───── ТЕКСТ ДЛЯ ЧТЕНИЯ

Переулок выходил на Москву-реку. На другом берегу чернели заводы, слева Краснохолмский мост, по которому гремели трамваи. Вообще автомобилей в городе было очень мало, были только трамваи и лошади. Помню толпу на площади около маленькой церквушки, чьи-то причитания. Я пробралась вперед и увидела — лежит около подводы мертвая лошадь со вздутым животом, а причитает пожилой мужик — ему и лошадь жалко, и не знает, как мешки с подводы довезти. Сцена эта произвела на меня глубокое впечатление, то была моя первая встреча со смертью. Будто кто-то сжал сердце в кулак, я долго не могла ни о чем другом думать. Однако никому не рассказала о том, что видела.

Вообще же меня все интересовало, и особо грустить было некогда. А мама грустила часто, иногда даже плакала. Правда, часто и смеялась, путая русские слова в беседах с соседками. Будучи очень общительным человеком, она каким-то образом все время говорила с ними. Но вот мы идем с ней вечером по темным переулкам среди сугробов, выходим к реке, бредем по пустынной набережной. Мама молчит, я вдруг вижу слезу у нее на глазах, мне жалко маму, я сжимаю ее руку и говорю: «Я буду называть тебя теперь Мумвуш — хочешь?» Мумвуш, казалось мне, звучит ласково и должно ей быть приятно.

Папа вечерами возится со своим самодельным радиоприемником, читает журнал «Радио», крутит и крутит кнопки, раздается писк, сначала высокий, потом ниже, ниже — поймана какая-то станция, незнакомый язык — какое-то чудо, думается мне; снова писк — высоко — низко — музыка. Ах, какая красивая… Мама скучала и, видимо, пожаловалась наконец папе. Он спохватился и накупил сразу массу билетов в разные театры, и родители стали по вечерам через день уходить. Мама наконец «вывела в свет» свое вишневое бархатное платье с кружевами. Редкие волосы она завивала горячими щипцами и чуть-чуть душилась своими любимыми духами «Шипр Коти». Ни губной помады, ни пудры, ни маникюра она не применяла. На шее она постоянно носила тонкую золотую цепочку. Не знаю, много ли понимала мама в этих пьесах; папа, разумеется, объяснял ей все и переводил. Через месяц походы в театр кончились, и они стали вечерами читать вслух друг другу книги.

Я в ту зиму часто болела. Это были бесконечные ангины — видимо, последствия тяжелой скарлатины. Звали ко мне дядю Элю, он сказал, что гланды вырезать не обязательно, а главное у меня в том, что я unterern?hrt — он сказал это по-немецки, не найдя русского слова (недокормленная, как теперь говорят, доходяга). Мне нужно было усиленное питание — молоко, масло, яйца. Все это я не Бог весть как любила. Как и раньше, я плохо ела и поэтому долго еще оставалась девочкой очень худой и бледной. Но я вовсе не была вялой, скорее, слишком подвижной, хотя и проводила много времени за своим столиком, перечитывая старые книги, рисуя и сочиняя роман.

──────────
───── МАТЕРИАЛ ДЛЯ РАБОТЫ

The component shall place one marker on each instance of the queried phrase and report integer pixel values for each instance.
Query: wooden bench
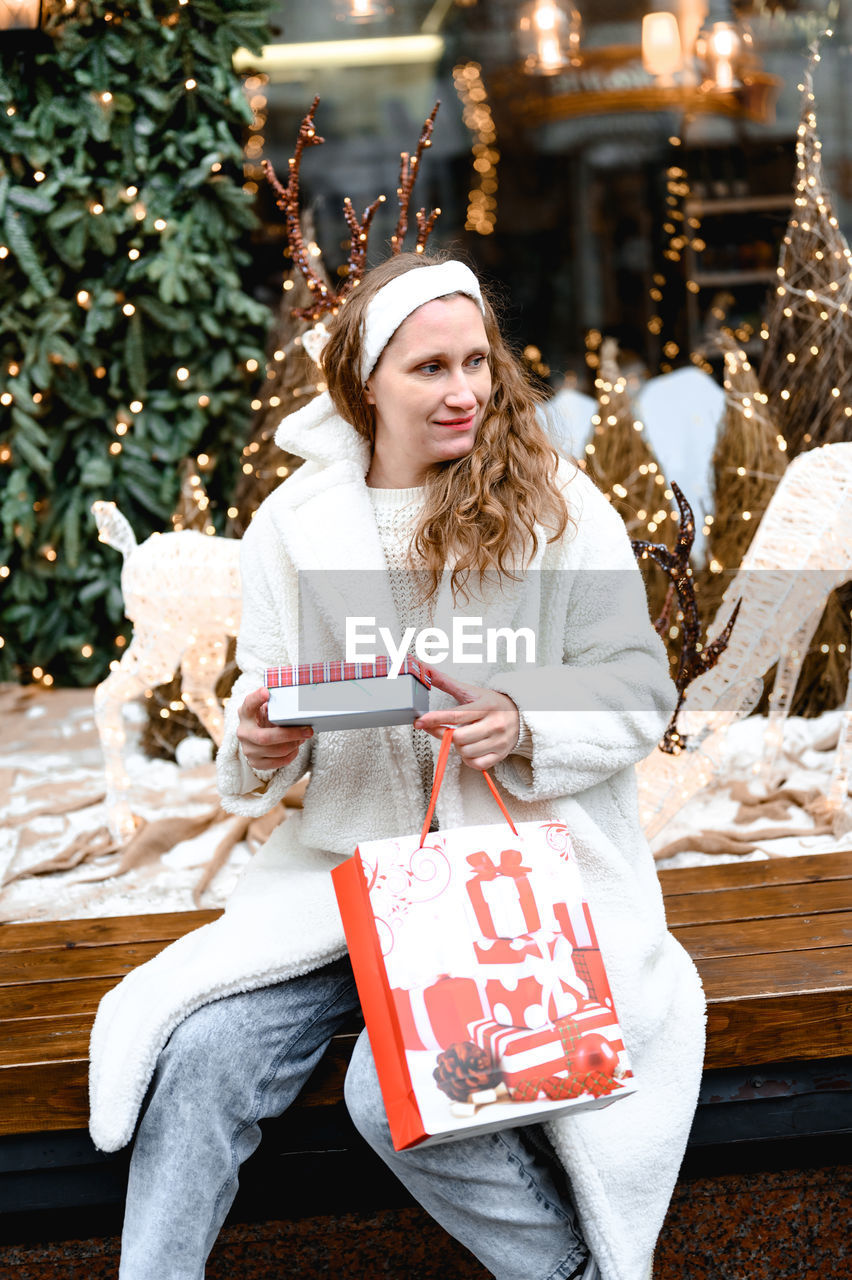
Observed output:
(772, 941)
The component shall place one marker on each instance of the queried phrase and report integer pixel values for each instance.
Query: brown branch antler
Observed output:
(695, 658)
(408, 170)
(325, 298)
(288, 201)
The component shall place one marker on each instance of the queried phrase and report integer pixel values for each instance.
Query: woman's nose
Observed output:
(459, 391)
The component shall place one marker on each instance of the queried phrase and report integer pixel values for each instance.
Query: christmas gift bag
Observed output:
(480, 977)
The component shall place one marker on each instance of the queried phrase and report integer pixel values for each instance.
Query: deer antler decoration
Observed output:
(695, 659)
(408, 170)
(287, 199)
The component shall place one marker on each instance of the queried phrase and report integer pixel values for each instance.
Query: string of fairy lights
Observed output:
(255, 90)
(476, 113)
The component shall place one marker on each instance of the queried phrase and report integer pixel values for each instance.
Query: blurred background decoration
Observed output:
(624, 174)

──────────

ЧТО НУЖНО СДЕЛАТЬ:
(a) Перечислите по тексту все продукты, из которых должно было состоять усиленное питание.
(b) Какими духами пользовалась мама, судя по тексту?
Материал здесь ни при чем.

ВЫПОЛНЕННОЕ ЗАДАНИЕ:
(a) Молоко, масло, яйца.

(b) Своими любимыми духами «Шипр Коти».